Items from a dataset
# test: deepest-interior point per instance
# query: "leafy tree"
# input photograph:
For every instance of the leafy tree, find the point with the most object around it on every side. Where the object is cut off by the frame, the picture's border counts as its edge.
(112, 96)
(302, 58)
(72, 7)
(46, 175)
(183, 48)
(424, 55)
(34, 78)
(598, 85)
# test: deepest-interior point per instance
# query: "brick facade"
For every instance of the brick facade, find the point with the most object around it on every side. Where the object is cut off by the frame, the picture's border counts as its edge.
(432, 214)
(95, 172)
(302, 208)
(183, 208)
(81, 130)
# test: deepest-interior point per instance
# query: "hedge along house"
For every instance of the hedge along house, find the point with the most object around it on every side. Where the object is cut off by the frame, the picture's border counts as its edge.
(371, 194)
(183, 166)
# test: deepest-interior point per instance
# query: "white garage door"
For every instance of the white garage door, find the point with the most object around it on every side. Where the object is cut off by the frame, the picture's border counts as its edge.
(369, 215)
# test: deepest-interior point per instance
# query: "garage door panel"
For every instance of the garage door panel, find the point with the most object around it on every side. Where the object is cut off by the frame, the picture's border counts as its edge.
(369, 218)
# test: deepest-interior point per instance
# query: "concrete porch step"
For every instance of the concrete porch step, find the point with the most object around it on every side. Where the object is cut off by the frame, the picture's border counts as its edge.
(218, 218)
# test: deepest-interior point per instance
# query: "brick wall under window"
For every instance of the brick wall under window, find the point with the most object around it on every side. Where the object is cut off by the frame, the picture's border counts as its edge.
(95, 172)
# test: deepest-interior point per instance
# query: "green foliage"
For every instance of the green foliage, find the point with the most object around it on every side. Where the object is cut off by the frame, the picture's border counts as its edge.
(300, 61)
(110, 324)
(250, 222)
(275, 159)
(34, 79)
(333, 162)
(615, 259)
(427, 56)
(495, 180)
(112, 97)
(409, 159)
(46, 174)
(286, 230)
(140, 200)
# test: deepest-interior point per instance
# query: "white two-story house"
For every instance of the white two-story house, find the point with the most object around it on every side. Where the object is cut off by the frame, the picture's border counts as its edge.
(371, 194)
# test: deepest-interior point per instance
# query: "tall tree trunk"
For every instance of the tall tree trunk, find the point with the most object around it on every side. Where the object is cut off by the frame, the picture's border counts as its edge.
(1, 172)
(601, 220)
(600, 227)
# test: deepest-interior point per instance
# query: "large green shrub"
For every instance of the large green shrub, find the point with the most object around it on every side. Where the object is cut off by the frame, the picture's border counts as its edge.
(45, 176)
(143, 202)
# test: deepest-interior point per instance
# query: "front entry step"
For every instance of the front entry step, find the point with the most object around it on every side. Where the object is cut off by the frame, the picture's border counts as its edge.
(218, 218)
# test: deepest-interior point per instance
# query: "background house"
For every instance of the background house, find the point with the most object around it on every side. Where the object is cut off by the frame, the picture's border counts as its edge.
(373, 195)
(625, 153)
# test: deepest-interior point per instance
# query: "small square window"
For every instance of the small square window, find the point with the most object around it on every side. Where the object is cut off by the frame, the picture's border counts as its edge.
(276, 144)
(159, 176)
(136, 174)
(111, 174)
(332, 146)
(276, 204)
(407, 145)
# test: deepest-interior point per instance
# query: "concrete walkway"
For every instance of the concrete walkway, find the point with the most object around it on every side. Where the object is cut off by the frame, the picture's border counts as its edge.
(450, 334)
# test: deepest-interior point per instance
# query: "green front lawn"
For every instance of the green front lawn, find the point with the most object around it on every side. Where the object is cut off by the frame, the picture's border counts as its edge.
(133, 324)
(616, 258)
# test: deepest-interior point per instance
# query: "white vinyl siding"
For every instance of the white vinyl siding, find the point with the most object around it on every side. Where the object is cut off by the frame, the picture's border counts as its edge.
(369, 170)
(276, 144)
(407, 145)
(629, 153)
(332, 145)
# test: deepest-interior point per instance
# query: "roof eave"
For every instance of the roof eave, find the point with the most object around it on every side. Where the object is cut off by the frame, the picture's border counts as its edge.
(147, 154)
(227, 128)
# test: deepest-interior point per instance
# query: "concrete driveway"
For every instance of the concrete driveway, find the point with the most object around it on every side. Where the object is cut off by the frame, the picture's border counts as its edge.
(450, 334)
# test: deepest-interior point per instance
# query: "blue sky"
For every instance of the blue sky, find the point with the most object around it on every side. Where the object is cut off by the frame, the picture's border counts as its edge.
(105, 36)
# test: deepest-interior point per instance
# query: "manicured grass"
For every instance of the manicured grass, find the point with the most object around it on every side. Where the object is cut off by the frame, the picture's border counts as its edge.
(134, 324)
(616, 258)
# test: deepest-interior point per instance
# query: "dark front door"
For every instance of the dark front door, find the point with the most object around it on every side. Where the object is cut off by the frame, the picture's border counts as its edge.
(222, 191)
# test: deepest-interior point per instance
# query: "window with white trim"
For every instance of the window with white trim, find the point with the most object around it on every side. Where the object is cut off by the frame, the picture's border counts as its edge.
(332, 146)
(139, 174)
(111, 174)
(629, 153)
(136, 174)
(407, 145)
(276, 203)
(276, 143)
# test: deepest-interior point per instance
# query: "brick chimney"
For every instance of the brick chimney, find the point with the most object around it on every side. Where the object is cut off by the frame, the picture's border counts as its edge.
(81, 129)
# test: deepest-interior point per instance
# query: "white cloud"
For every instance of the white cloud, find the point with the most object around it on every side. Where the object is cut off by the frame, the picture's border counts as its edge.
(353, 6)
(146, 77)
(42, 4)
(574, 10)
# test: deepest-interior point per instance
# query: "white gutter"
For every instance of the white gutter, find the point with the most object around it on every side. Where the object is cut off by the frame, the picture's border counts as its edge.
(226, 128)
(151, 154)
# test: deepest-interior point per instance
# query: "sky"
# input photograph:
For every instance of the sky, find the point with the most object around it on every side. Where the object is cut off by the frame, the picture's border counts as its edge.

■ **The request**
Every entry must be retyped in full, exactly as given.

■ **Full output**
# test: deepest-interior point per instance
# query: "leafy tree"
# input photograph:
For every instance of the leafy tree, find the point with the most object around it on every side. Where the object is cut off by the frame, the picture's border counts as its edge.
(112, 96)
(302, 58)
(72, 7)
(46, 175)
(183, 48)
(424, 55)
(34, 78)
(598, 85)
# test: deepest-interior point per instance
# query: "brick facade"
For every instance of the brick facade, find the point with the most object around it on every side. Where the object is cut off by the frame, the picture's border counts as its edge.
(432, 214)
(95, 172)
(302, 208)
(183, 208)
(81, 130)
# test: deepest-interior point per instance
# query: "hedge along house"
For every instance of the hedge along house, find the point with the most object around it on every side. Where the object is cut off by the frame, the picture's border counts as its edge.
(371, 194)
(183, 166)
# test: deepest-interior point per instance
# query: "white garage door"
For every instance of the white garage door, find the point with the most object around it on every side. Where the object is cut off by the frame, the picture's border counts as its edge.
(369, 215)
# test: deepest-interior point per instance
# query: "garage door panel"
For every instance of the garage door panel, find the point with the most object around it on every side. Where the object is cut off by the frame, the picture's border counts as its edge.
(369, 218)
# test: deepest-interior point per instance
# query: "concrete porch step"
For every instance of the concrete porch step, find the point with the most object around it on every side. Where the object is cut off by the frame, the picture's border counts as its edge.
(218, 218)
# test: deepest-interior point per instance
# query: "brick wall under window"
For every instance of the brick wall under window, find the point with the most object around it on every side. Where the object is cut off by the frame, the picture's border counts as its edge.
(95, 172)
# test: deepest-interior point per instance
# query: "green foliage"
For every instance of the green foliage, find the point with the most object around it on every side. Where the object is cut off by the frame, the picture's border counts as its edge.
(300, 61)
(110, 324)
(250, 222)
(275, 159)
(34, 79)
(333, 162)
(615, 259)
(427, 56)
(495, 180)
(112, 97)
(409, 159)
(46, 174)
(286, 230)
(140, 200)
# test: deepest-interior point per instance
# query: "white two-story house"
For every instance of the white two-story house, find the point with the most object around it on every side. Where the object is cut off by the frame, the picture's border counts as its edge.
(371, 194)
# test: deepest-interior point per instance
# query: "tall tree trunk"
For every instance of the tall tree trunk, find the point with the most object around it on every side. Where the object is cut off by the frame, the picture's border counts as its edge.
(1, 172)
(601, 220)
(600, 227)
# test: deepest-interior point per instance
# query: "large green shrub"
For every instance of the large green shrub, find the point with the most object around it on every side. Where the object is cut off by the frame, the picture's border counts as its edge.
(45, 176)
(143, 202)
# test: deepest-interior point per instance
# query: "front entry step"
For every instance of the front entry step, find the point with the most object around it on every side. Where the object is cut off by the frame, the picture's border counts as its edge.
(218, 218)
# test: deepest-interior point per instance
# query: "background house"
For every instance of the background house, find the point with the most object around it on every side. Where the object is cut off by the frame, the picture's border counts as its edge.
(373, 195)
(625, 153)
# test: deepest-interior point per instance
# query: "small square window"
For every instance of the small square window, find the point with the most object around it on every side. Where the object is cut off by the frame, the picture's border counts as its edge.
(276, 144)
(159, 176)
(136, 174)
(111, 174)
(332, 146)
(276, 204)
(407, 145)
# test: deepest-interior point per instance
# query: "concrete walkway"
For every instance of the concrete walkway, find the point with the most object around it on every side. Where the object is cut off by the frame, the picture's border counts as its edge.
(450, 334)
# test: deepest-interior point per instance
# query: "green front lawn"
For every instance of the green front lawn, find the point with the most object around it on every side. Where the object is cut off by the frame, the picture's border counts as its edge.
(133, 324)
(616, 258)
# test: deepest-interior point per instance
# query: "white vinyl siding"
For every instance of the white vinyl siding, find the point with the most object around it on every side. Where the object is cut off by the frame, the picture's border counts as its edge.
(369, 170)
(276, 144)
(407, 145)
(629, 153)
(332, 145)
# test: deepest-interior point per instance
# query: "roof eave"
For every instance of the roof eave, find the point with the most object around it on every side. Where the object is cut off by the frame, the picture's border counts as its edge.
(147, 154)
(227, 128)
# test: deepest-interior point per instance
# query: "concrete driveway"
For every instance of the concrete driveway, find the point with the most object around it on every side. Where the object is cut off by the frame, the picture's border counts as its edge.
(450, 334)
# test: deepest-interior point per instance
# query: "blue sky"
For every instance of the blue sky, find the point with the most object around it on every side. Where the object is cut off by the frame, the picture's border counts as its edge.
(105, 36)
# test: deepest-interior point per instance
# query: "manicured grass"
For every instance of the manicured grass, find the point with the most object around it on every side. Where the object is cut off by the frame, the picture's border counts as its edge.
(134, 324)
(616, 258)
# test: deepest-interior point per instance
# query: "dark front door"
For every instance of the dark front door, find the point with the most object around it on every side. Where the object is cut off by the frame, the picture's border counts as its edge.
(222, 191)
# test: deepest-interior point per instance
# query: "window with white trim"
For every instance of the window with white trim, find the point with the most object around it on every side. Where the object is cut off by the frame, the picture's border counts as its edge.
(332, 146)
(139, 174)
(111, 174)
(629, 153)
(136, 174)
(407, 145)
(276, 203)
(276, 143)
# test: deepest-interior point per instance
# query: "brick chimney"
For every instance of the brick chimney, find the point with the most object around it on every side. Where the object is cut off by the frame, the picture's border counts as its edge.
(81, 129)
# test: deepest-interior point per instance
# query: "white cloud"
For every instance of the white cloud, find the point with the most object around it on every side. Where the object is cut off by the frame, the picture's border counts as its edge.
(353, 6)
(146, 77)
(42, 4)
(574, 10)
# test: deepest-interior point per instance
# query: "white gutter"
For every instance of the white gutter, find the point with the most object around it on every side. Where the object is cut off by the frame, the picture's border counts as its edge.
(226, 128)
(151, 154)
# test: deepest-interior point per instance
# query: "sky"
# input photograph:
For every instance of the sky, find the point with the most object around it on every side. Where the object is cut off by the frame, the picture's border counts as its edge.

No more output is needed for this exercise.